→ Instruções
A – Duplique fielmente a parte da entrevista sobre violência contra a mulher que se abre com as palavras que contêm "Então a educação" e se fecha com "apoio à mulher?".
B – Liste todos os serviços e equipamentos públicos de apoio à mulher que, segundo a entrevista sobre violência contra a mulher, Mogi já possui.
C – Por favor, retome a entrevista sobre violência contra a mulher logo após a última pergunta apresentada e dê continuidade ao texto.

Precisamos considerar que essa normalização é histórica, social e cultural. A chamada cultura do estupro tem sido construída há muito tempo e, para romper com ela, é preciso investir em educação sexual e em políticas afirmativas, por exemplo, para promoção da igualdade de gênero, para quebrar com a lógica ainda existente que mulheres são inferiores aos homens e que os homens têm algum direito sobre nossos corpos.
Então a educação é uma saída para eliminar situações de abuso e violência?
Precisamos investir na base, na educação. Não só na educação formal, mas em todos os espaços. Desde crianças somos ensinados a desempenhar papéis que colocam a mulher como inferior aos homens, e, aos poucos, vai sendo reforçada uma base forte que legitima as violências que sofremos diariamente enquanto mulheres. Precisamos romper com esse ciclo. Precisamos promover o acesso e garantia de direitos a toda a população, sem exceção, lembrando sempre da estrutura social que nos trouxe até aqui, que até hoje inferioriza mulheres, principalmente as mulheres negras.
Mogi é bem servida de equipamentos públicos de apoio à mulher?
Infelizmente não. Mogi possui uma Casa Abrigo para casos com risco iminente de morte, uma Delegacia de Defesa da Mulher (DDM), a Patrulha Maria da Penha, oferece serviços de atendimento médico às violências sexuais e, na falta de um Centro de Referência da Mulher, o Centro de Referência Especializado de Assistência Social (CREAS). No entanto, precisamos urgentemente de outras políticas públicas especializadas como um Serviço de Acolhimento não sigiloso para atender casos sem risco iminente de morte. Sem esses serviços, não conseguimos dar um suporte efetivo para que as mulheres rompam com o ciclo de violências.
Há, por exemplo, uma central de atendimento 24 horas?

→ Material fornecido
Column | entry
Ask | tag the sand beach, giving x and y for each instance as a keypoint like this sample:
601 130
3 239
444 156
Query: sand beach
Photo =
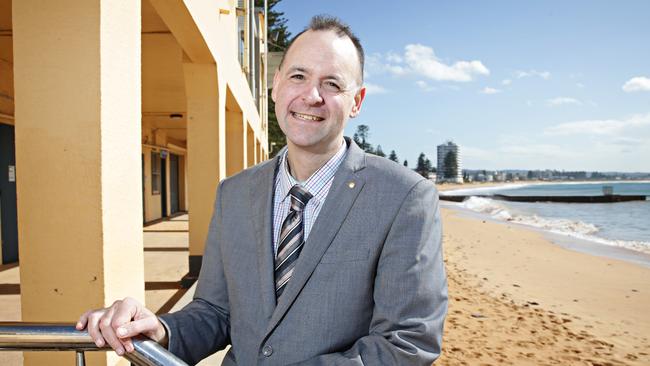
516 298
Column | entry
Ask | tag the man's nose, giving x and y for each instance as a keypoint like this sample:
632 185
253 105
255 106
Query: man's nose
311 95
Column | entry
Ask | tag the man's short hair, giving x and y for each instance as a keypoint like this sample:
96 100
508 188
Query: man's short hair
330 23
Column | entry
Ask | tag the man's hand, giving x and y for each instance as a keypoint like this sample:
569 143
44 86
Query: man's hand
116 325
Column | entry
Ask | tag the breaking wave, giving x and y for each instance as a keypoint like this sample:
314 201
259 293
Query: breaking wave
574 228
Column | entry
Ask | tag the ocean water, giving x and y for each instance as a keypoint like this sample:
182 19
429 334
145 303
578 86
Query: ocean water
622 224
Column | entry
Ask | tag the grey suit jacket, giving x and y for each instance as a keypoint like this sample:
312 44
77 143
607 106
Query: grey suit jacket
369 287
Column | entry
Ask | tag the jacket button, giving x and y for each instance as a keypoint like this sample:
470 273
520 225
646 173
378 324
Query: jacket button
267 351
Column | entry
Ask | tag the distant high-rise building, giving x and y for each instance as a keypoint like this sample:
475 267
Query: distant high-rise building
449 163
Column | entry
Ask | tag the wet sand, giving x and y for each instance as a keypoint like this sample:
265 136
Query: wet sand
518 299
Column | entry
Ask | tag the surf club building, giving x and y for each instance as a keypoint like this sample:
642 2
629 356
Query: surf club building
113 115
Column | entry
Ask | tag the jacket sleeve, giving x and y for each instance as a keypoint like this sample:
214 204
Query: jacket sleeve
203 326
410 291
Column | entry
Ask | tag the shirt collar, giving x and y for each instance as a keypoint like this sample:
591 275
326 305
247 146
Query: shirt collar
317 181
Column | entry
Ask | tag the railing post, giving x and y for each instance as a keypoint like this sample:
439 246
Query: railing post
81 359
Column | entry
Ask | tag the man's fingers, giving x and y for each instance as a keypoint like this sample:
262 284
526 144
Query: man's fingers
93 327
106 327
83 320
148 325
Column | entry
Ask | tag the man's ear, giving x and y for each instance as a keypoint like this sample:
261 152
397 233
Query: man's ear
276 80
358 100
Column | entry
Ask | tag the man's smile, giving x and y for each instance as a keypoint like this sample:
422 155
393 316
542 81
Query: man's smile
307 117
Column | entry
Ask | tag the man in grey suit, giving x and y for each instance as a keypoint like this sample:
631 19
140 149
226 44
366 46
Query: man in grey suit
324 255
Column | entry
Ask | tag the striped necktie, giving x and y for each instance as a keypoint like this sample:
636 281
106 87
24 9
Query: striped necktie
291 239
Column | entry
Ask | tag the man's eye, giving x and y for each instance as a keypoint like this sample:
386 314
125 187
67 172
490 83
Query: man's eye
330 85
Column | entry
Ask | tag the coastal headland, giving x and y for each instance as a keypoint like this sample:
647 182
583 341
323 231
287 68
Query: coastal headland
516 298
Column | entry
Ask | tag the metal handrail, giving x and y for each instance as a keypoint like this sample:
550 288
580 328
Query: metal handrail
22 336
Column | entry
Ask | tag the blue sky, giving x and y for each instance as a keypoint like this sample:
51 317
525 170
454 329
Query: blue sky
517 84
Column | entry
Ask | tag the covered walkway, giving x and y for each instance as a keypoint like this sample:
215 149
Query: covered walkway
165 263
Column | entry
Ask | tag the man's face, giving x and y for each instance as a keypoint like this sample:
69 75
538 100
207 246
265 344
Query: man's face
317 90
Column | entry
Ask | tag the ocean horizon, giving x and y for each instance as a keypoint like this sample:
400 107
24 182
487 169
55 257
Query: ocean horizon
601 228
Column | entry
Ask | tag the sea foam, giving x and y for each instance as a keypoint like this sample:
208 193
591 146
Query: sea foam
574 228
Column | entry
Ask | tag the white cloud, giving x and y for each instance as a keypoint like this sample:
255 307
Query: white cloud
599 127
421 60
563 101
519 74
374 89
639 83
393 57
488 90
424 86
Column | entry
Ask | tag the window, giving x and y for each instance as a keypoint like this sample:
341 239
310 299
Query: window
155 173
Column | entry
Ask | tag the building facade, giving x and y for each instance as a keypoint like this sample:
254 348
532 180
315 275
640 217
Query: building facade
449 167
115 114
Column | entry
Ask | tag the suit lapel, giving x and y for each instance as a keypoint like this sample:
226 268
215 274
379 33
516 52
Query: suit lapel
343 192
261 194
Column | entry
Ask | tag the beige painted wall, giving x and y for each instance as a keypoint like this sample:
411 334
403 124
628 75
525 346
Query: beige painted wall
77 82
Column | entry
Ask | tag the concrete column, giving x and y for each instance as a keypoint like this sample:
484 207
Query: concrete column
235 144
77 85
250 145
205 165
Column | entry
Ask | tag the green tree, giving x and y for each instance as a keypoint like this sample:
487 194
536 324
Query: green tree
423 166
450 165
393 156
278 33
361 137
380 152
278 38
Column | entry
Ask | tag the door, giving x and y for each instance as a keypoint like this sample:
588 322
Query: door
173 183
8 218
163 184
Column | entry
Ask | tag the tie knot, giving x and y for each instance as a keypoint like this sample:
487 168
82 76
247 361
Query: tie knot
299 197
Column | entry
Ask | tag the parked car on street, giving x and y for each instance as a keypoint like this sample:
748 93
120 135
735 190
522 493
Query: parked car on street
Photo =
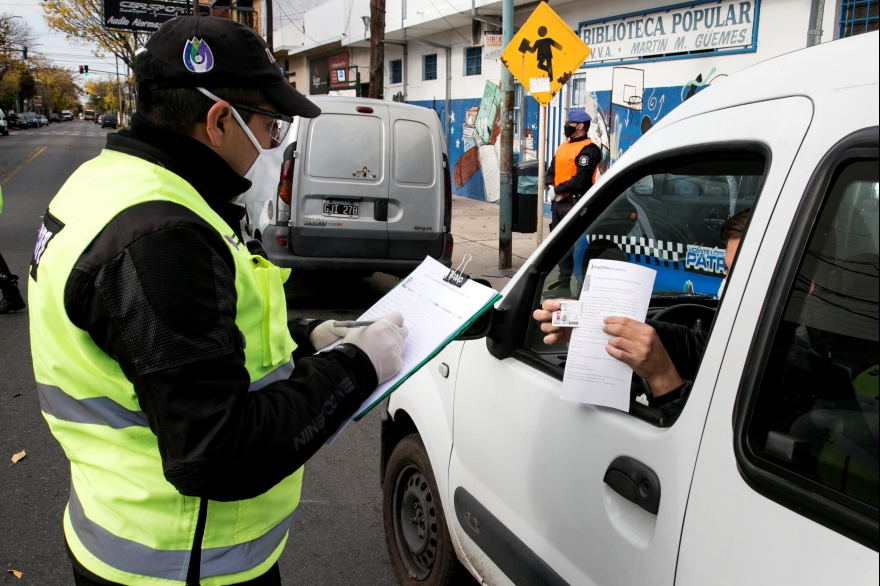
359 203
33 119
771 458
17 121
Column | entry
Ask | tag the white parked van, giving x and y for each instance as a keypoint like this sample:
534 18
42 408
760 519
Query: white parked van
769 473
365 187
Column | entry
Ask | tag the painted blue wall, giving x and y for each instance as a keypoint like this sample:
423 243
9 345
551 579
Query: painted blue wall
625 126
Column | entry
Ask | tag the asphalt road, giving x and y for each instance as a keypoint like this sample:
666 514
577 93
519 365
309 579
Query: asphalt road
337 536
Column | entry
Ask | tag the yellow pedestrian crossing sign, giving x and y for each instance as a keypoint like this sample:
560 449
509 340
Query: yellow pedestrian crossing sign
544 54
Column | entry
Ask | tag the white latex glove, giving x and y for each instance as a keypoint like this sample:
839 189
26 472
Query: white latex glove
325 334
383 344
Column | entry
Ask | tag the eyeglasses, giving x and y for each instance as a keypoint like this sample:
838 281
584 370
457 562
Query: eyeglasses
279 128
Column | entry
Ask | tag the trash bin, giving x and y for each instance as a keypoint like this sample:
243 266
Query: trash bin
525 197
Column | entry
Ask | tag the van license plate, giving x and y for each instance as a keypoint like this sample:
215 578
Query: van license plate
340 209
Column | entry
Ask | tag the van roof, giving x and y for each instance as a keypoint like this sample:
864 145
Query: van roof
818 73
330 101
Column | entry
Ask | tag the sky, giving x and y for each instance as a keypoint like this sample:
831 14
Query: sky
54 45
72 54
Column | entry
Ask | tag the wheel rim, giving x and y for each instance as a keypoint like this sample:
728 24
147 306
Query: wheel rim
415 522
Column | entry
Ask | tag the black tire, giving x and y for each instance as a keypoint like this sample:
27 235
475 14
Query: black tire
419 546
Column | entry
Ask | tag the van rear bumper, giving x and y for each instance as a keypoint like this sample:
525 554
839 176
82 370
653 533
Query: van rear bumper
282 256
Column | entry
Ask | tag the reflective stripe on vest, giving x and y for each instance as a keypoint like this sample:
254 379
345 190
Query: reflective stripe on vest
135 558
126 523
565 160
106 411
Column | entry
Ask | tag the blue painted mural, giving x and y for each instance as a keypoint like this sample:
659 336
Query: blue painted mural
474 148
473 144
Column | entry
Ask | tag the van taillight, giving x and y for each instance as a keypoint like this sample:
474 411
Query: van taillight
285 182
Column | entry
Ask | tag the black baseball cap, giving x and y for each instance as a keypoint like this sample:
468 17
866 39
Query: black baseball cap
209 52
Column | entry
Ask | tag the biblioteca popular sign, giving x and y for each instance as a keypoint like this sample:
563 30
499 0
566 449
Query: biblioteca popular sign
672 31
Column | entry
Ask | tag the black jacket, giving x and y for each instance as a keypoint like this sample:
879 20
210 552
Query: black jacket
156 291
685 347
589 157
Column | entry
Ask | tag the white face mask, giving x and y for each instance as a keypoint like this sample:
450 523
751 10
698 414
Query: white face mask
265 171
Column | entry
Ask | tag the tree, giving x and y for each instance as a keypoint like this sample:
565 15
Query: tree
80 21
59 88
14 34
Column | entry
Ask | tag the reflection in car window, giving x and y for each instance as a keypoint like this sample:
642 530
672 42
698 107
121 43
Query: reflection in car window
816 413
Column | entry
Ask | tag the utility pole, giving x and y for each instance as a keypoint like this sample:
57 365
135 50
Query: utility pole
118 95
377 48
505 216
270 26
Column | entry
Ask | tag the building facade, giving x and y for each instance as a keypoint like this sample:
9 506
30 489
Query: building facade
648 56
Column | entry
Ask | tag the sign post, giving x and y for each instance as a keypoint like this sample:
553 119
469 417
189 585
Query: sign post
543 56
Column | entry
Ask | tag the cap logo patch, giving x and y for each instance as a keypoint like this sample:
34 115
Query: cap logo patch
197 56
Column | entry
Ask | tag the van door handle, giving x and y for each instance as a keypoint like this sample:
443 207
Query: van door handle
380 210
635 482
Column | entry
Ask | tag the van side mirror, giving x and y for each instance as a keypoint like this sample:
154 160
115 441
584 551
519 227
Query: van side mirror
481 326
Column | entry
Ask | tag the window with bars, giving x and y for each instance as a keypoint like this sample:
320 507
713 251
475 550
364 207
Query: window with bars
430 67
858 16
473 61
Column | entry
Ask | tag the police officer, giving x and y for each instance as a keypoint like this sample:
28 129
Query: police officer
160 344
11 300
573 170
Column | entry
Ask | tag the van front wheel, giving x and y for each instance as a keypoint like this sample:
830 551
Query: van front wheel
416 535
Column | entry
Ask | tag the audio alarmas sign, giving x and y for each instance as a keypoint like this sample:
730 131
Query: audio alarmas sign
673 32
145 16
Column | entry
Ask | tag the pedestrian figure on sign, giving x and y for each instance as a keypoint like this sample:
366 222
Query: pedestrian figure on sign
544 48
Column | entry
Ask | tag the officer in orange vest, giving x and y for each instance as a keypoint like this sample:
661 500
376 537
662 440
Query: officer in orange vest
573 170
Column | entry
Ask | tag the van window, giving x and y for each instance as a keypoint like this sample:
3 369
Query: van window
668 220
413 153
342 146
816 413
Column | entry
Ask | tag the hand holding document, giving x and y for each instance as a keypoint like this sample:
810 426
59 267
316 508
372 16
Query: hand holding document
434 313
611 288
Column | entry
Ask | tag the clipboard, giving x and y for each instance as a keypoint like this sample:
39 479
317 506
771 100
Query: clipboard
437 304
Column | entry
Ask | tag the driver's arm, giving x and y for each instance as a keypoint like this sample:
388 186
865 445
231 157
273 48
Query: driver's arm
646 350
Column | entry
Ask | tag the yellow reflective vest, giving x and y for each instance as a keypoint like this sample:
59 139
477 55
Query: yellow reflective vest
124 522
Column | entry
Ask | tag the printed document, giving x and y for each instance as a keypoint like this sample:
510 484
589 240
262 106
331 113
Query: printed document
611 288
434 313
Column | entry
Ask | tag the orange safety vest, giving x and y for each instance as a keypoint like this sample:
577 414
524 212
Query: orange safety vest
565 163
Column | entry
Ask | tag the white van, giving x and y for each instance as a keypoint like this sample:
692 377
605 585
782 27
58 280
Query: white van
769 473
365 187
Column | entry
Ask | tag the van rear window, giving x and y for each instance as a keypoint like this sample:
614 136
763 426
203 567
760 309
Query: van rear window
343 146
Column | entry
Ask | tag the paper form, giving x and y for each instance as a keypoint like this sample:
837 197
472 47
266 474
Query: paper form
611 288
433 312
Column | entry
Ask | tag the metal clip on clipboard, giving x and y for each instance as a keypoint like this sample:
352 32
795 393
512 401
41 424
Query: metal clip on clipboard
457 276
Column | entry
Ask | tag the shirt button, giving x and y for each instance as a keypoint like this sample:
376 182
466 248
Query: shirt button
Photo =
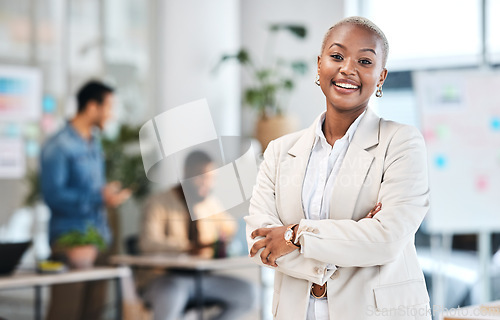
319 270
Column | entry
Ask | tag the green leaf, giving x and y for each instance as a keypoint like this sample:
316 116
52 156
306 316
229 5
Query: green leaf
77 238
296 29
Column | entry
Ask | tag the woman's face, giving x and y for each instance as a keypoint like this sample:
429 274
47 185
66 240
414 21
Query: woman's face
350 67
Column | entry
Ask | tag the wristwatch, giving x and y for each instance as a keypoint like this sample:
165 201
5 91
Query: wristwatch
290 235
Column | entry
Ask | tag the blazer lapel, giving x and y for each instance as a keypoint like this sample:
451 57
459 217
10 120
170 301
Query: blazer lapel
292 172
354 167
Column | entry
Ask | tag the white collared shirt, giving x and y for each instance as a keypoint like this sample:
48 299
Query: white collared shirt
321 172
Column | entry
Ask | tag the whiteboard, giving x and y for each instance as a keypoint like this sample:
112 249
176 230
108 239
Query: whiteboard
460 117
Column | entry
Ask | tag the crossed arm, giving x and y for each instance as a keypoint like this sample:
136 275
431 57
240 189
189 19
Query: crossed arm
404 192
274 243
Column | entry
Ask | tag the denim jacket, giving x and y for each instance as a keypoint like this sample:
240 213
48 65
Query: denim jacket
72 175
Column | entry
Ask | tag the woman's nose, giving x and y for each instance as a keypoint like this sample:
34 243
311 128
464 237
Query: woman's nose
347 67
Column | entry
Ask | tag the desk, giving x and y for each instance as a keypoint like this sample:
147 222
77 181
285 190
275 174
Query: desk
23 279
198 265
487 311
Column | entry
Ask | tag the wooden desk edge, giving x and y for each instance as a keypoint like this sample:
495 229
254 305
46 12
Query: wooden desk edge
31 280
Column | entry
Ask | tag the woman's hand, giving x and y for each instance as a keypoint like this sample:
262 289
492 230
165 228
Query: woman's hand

→ Respostas por tarefa
A –
Então a educação é uma saída para eliminar situações de abuso e violência?
Precisamos investir na base, na educação. Não só na educação formal, mas em todos os espaços. Desde crianças somos ensinados a desempenhar papéis que colocam a mulher como inferior aos homens, e, aos poucos, vai sendo reforçada uma base forte que legitima as violências que sofremos diariamente enquanto mulheres. Precisamos romper com esse ciclo. Precisamos promover o acesso e garantia de direitos a toda a população, sem exceção, lembrando sempre da estrutura social que nos trouxe até aqui, que até hoje inferioriza mulheres, principalmente as mulheres negras.
Mogi é bem servida de equipamentos públicos de apoio à mulher?

B –
- Casa Abrigo para casos com risco iminente de morte
- Delegacia de Defesa da Mulher (DDM)
- Patrulha Maria da Penha
- Serviços de atendimento médico às violências sexuais
- Centro de Referência Especializado de Assistência Social (CREAS)

C –
A Casa Abrigo funciona 24 horas, mas a DDM e demais serviços da assistência social não, e isso faz com que muitas mulheres precisem esperar o próximo dia útil para pedir por ajuda, e sabemos que nem todas conseguem se manter protegidas até lá. No momento da violência, a qualquer hora é possível ligar para a polícia militar, 190, ou para a guarda municipal, 153.
Como é feito o acolhimento às vítimas?
O acolhimento começa em qualquer espaço que essa mulher peça por ajuda, por isso precisamos conhecer a rede de atendimento. Se uma mulher está ferida devido à violência, é importante que acesse um serviço de saúde, se não, pode optar por imediatamente fazer a denúncia na Delegacia de Defesa da Mulher ou Delegacia comum, ou procurar pelo CREAS mais próximo, onde ela pode receber orientações e escuta qualificada. A partir disso, é feita uma avaliação de riscos junto à mulher e, se há risco iminente de morte, é oferecida a ela a possibilidade de ir para a Casa Abrigo para que possa ficar protegida, acompanhada ou não pelos filhos.
Além de acolher e apoiar, é necessário oferecer atendimento psicológico, certo?
Sim, é de extrema importância que essa mulher receba um atendimento especializado. Para as mulheres na Casa Abrigo, ofereço atendimentos para acolhimento e orientações, com o objetivo de fortalecimento de sua autoestima e autonomia, para garantia de seus direitos. No CREAS, esse trabalho é continuado após desacolhimento. Fora desse espaço, quando atuo como psicóloga clínica, percebo que o atendimento em psicoterapia individual ou em grupos também colabora muito para enfrentamento dessa situação que muitas vezes envolve episódios de ansiedade, depressão, dificuldades em relacionamentos interpessoais, entre tantos outros.
Após as etapas de apoio, como se dá o atendimento da ONG Recomeçar?
Executamos hoje a Casa Abrigo, um Serviço de Acolhimento Institucional sigiloso para mulheres em situação de violência com risco iminente de morte, acompanhadas ou não por seus filhos. É “o último recurso” que uma mulher em situação de violência acessa. No período de acolhimento é feito acompanhamento por equipe composta por psicóloga, assistente social, educadoras sociais e advogada, que auxilia a pedir medidas protetivas de urgência e a acessar os demais serviços necessários para garantia de seus direitos e enfrentamento da situação de violência após desacolhimento.